Instruction >>
Rewrite the records below, swapping each "pin a point" for "place a marker" and leaving everything else unchanged. Omit the pictures from your output.

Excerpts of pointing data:
## Start

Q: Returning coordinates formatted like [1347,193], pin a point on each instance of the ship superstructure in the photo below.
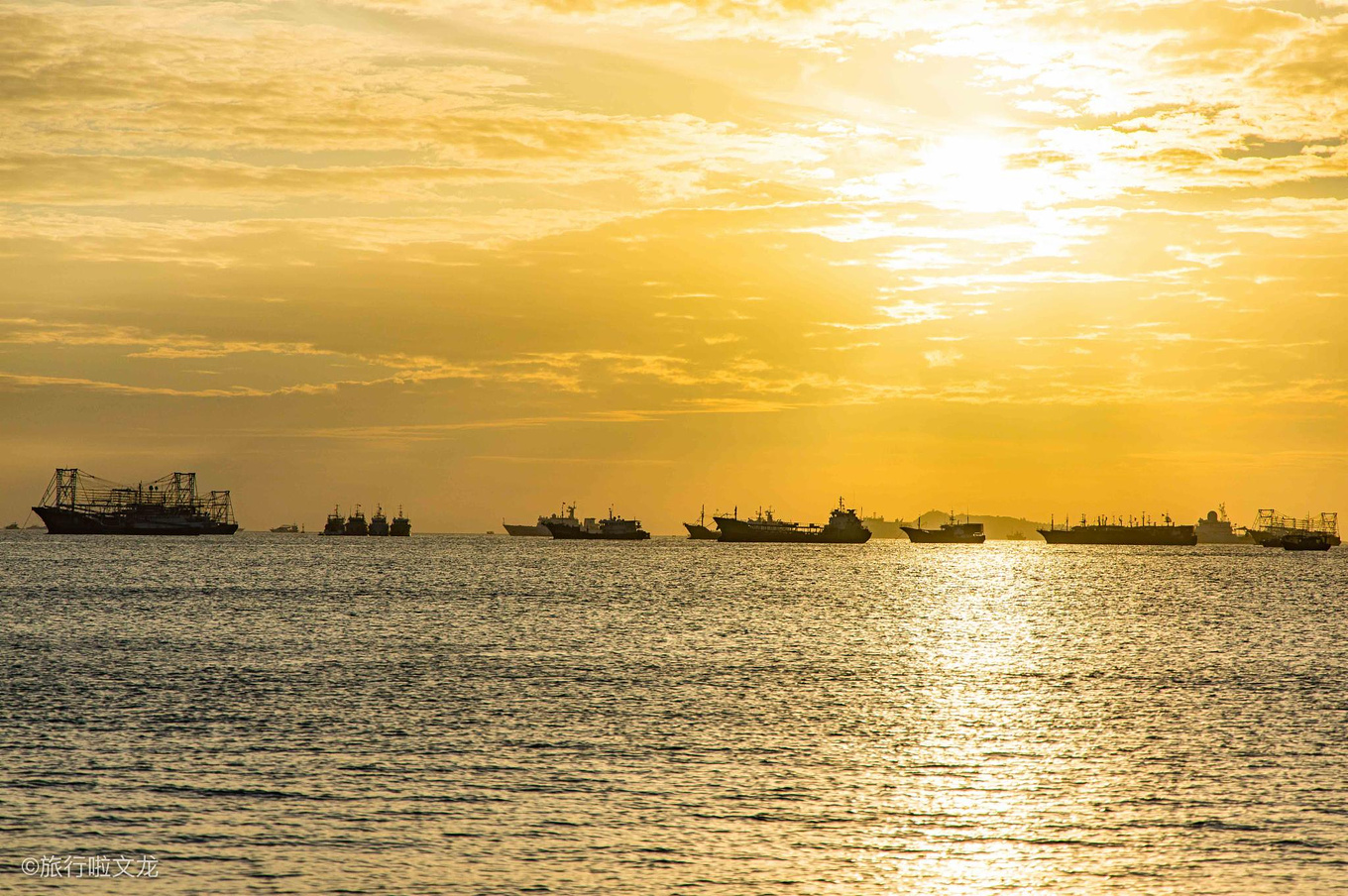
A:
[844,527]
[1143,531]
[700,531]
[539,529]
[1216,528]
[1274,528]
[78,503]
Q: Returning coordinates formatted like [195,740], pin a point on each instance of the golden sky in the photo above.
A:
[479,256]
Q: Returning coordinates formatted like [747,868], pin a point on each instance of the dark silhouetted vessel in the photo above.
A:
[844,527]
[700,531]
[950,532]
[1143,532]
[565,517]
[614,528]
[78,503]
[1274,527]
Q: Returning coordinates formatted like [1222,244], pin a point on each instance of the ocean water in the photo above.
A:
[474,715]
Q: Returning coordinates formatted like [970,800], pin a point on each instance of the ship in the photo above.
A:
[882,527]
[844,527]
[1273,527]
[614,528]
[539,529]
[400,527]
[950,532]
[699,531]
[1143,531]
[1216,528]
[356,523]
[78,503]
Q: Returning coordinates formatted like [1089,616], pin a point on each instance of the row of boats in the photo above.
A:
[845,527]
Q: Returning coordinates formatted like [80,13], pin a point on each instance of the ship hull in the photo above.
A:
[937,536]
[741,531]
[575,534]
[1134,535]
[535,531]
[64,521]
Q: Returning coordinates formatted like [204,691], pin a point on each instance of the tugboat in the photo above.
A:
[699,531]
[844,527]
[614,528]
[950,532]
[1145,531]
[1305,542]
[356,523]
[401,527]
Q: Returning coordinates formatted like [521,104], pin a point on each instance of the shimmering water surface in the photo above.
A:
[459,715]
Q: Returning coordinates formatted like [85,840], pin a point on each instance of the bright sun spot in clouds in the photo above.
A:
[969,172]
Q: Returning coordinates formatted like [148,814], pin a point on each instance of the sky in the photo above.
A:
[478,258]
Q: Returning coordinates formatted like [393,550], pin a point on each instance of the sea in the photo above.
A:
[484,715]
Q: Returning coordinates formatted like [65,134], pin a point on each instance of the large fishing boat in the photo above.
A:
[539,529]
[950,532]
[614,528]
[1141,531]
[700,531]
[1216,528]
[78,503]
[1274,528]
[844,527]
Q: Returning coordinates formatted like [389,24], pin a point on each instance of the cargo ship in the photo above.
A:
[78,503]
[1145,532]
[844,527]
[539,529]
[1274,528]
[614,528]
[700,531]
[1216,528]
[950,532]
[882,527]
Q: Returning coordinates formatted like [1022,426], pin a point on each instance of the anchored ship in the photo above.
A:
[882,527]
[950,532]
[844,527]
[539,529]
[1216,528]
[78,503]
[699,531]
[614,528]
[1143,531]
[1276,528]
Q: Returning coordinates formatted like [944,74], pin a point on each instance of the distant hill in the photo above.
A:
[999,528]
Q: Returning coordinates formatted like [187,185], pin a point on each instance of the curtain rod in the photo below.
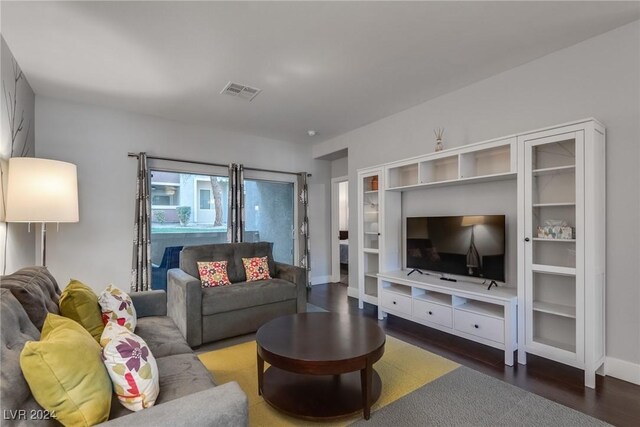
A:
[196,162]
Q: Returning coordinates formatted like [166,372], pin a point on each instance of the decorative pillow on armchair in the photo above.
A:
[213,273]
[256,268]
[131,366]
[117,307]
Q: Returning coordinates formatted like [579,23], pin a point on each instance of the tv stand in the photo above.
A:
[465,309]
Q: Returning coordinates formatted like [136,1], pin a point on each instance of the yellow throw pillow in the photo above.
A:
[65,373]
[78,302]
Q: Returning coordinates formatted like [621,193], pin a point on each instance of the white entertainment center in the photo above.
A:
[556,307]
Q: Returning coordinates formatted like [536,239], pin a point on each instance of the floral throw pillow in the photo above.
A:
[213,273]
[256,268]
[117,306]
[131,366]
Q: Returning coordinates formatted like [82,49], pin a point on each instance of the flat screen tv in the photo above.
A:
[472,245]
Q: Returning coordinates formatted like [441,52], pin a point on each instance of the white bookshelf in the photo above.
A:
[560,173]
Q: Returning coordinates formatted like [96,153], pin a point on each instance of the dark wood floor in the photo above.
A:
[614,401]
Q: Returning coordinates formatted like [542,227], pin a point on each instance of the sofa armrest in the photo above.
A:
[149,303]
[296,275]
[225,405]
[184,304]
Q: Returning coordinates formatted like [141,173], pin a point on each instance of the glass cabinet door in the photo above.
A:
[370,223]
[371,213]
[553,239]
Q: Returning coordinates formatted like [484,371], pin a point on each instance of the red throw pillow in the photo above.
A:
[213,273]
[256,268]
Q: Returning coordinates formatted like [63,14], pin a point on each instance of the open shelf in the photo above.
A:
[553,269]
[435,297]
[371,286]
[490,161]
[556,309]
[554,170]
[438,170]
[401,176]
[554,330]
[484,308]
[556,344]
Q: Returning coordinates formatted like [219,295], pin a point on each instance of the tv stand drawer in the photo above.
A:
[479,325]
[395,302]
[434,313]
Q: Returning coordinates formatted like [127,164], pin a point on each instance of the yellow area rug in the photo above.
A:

## End

In response >>
Q: Returning coordinates formatted like [1347,193], place a marker on each instance of the ship superstructure in the photo below.
A:
[844,527]
[1143,531]
[700,531]
[539,529]
[1216,528]
[1274,528]
[78,503]
Q: Returning coordinates formatted like [195,740], place a marker on each instance of the golden sky in the photo above.
A:
[479,256]
Q: Returning coordinates formatted like [747,868], place a marker on each instance of the dark silhouetted vessel in the photo above.
A:
[844,527]
[700,531]
[950,532]
[1143,532]
[565,517]
[614,528]
[78,503]
[1274,527]
Q: Returning coordinates formatted like [1222,244], place a marker on each instance of the ocean water in the photo above.
A:
[474,715]
Q: Returning coordinates formatted like [970,800], place a marker on each instance of the ship in the photo above.
A:
[882,527]
[844,527]
[1273,527]
[614,528]
[539,529]
[400,527]
[950,532]
[699,531]
[1143,531]
[1216,528]
[356,523]
[78,503]
Q: Returning coordinates formatted like [1089,616], place a marker on each instance of the row of boats in the photo above.
A:
[845,527]
Q: Returning coordinates formatted like [80,13], place a marker on each instance of the ship hull in the photo above.
A:
[937,536]
[741,531]
[575,534]
[1134,535]
[535,531]
[64,521]
Q: Returning coordinates formatted like [204,691], place a marker on each instance of the tugboat in the photo above.
A:
[699,531]
[844,527]
[614,528]
[950,532]
[1145,531]
[1305,542]
[356,523]
[401,527]
Q: Returning coordinates formatted like [521,104], place a marker on each instance of the shimmering water surface in the photo above.
A:
[459,715]
Q: Returning coordinates formatted like [85,840], place a marker on each instance of the bright sun spot in clouds in the photo above.
A:
[969,172]
Q: Returning coordinates formatted like [148,814], place a marker on each instance of the sky in the photo above.
A:
[478,258]
Q: Returning coordinates formatted like [393,550], place a marker on each instance of the sea in the photo above.
A:
[484,715]
Q: Returning coordinates formatted like [65,134], place a marker on each instance of the large fishing boat in the photo above.
A:
[539,529]
[950,532]
[614,528]
[1141,531]
[700,531]
[1216,528]
[78,503]
[1274,528]
[844,527]
Q: Returning coordinates formatted like [389,24], place a marker on each instance of the cargo ship in the photo above.
A:
[78,503]
[1145,532]
[844,527]
[539,529]
[1274,528]
[614,528]
[700,531]
[1216,528]
[950,532]
[882,527]
Q: Returning coordinates formatted like [1022,426], place a marker on each instance of the anchored ship in the photo above.
A:
[882,527]
[950,532]
[844,527]
[539,529]
[1216,528]
[78,503]
[699,531]
[614,528]
[1143,531]
[1276,528]
Q: Returning coordinates formatted like [944,74], place a marker on each instance of the distant hill in the photo above.
A:
[999,528]
Q: Returning coordinates formatted like [187,185], place a marker on each instance of the curtain rod in the photo below.
A:
[196,162]
Q: Returning coordinates formatted like [166,372], place a marker on each instance of the decorative pillow on armchair in the photo above.
A:
[213,273]
[256,268]
[131,366]
[117,307]
Q: Returning coordinates formatted like [579,23], place a marker on each instance of the tv stand in the photo above.
A:
[465,309]
Q: Returning coordinates formatted like [136,1], place a marker on each instance of the yellow throw pillow in the photo above.
A:
[65,373]
[78,302]
Q: Returning coordinates formatted like [621,193], place a marker on each instance of the white entertainment center in the photo above.
A:
[556,307]
Q: Returning coordinates formatted like [536,239], place a marker on each instance of the floral throw pillow in the photo above.
A:
[213,273]
[256,268]
[117,306]
[131,366]
Q: Returning coordinates formatted like [82,49], place a marker on each instance of the flat screen tv in the photo above.
A:
[472,245]
Q: Returning coordinates formatted like [441,52], place a marker on each instance of the white bookshelf in the photo above.
A:
[560,173]
Q: Returning coordinates formatted like [96,153], place a marker on each instance of the dark wood floor in the photo above.
A:
[614,401]
Q: Returning coordinates formatted like [542,227], place a marker on each instance of the sofa armrest in the photo above.
A:
[149,303]
[296,275]
[225,405]
[184,304]
Q: Returning coordinates formatted like [141,173], place a marker on each instance of the glass cabinet door in the photo above.
A:
[370,223]
[371,213]
[553,239]
Q: Returning coordinates formatted like [484,371], place a marker on each instance of the red throw pillow in the photo above.
A:
[213,273]
[256,268]
Q: Returning coordinates formatted like [63,14], place a marker on each instance of the open shelf in the photo above.
A:
[553,269]
[435,297]
[371,286]
[490,161]
[556,309]
[554,170]
[438,170]
[401,176]
[554,330]
[484,308]
[556,344]
Q: Returning coordinates formatted like [219,295], place a marker on each instance of the tv stand drawer in the photo above.
A:
[479,325]
[395,302]
[434,313]
Q: Returning coordinates formatted like [127,164], place a marker on each instance of the yellow area rug in the photo above.
A:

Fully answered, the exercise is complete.